### PROVIDED DATA
# # # #

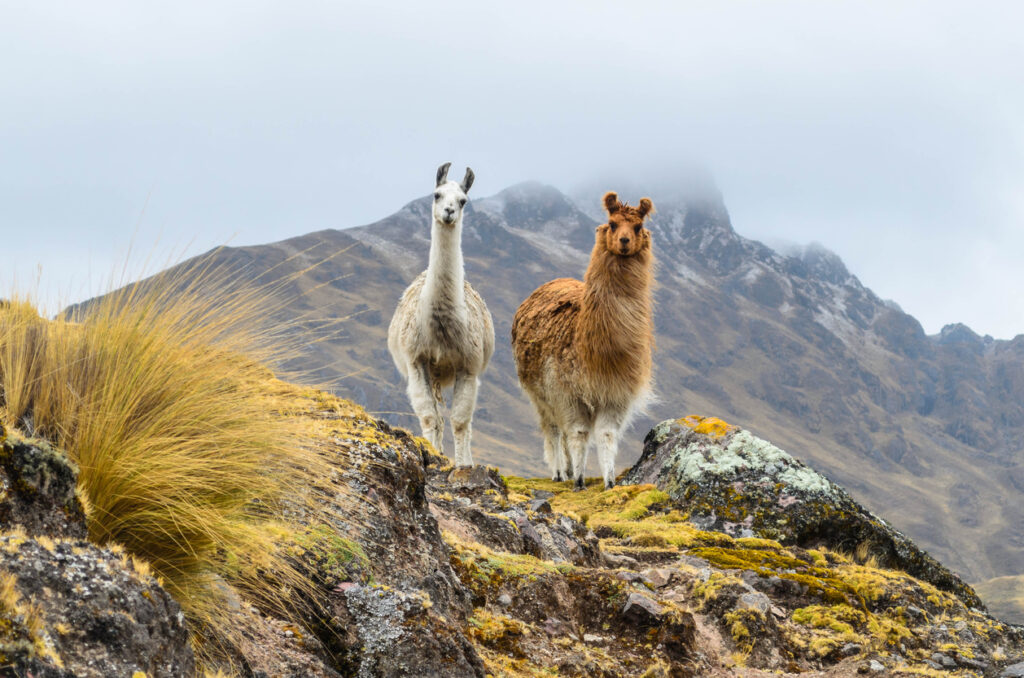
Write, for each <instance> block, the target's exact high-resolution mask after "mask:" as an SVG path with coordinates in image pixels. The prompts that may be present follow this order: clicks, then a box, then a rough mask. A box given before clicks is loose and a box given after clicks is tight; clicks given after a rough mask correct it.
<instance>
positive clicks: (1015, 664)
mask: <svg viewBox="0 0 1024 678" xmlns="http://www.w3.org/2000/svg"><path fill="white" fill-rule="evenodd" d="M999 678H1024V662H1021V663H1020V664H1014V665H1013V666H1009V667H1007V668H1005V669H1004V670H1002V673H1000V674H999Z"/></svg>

# # # #

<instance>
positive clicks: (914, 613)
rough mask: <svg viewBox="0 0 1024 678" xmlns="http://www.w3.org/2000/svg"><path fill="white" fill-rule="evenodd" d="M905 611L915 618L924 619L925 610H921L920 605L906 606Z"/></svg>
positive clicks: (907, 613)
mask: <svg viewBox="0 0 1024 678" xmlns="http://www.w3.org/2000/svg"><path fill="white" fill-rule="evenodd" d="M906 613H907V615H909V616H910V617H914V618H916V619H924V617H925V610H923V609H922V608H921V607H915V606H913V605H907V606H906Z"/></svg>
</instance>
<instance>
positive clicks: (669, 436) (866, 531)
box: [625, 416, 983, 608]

# # # #

### TASK OBJECTIVE
Output everything from the line containing "</instance>" down to the line containing "box: [625, 416, 983, 608]", both ends included, as a Markdown table with the columns Row and Line, numbering each row and omitting blank lines.

### EXERCISE RESPONSE
| Row | Line |
|---|---|
| 1 | </instance> |
| 2 | <instance> |
| 3 | positive clicks: (669, 436) (866, 531) |
| 4 | box: [625, 416, 983, 608] |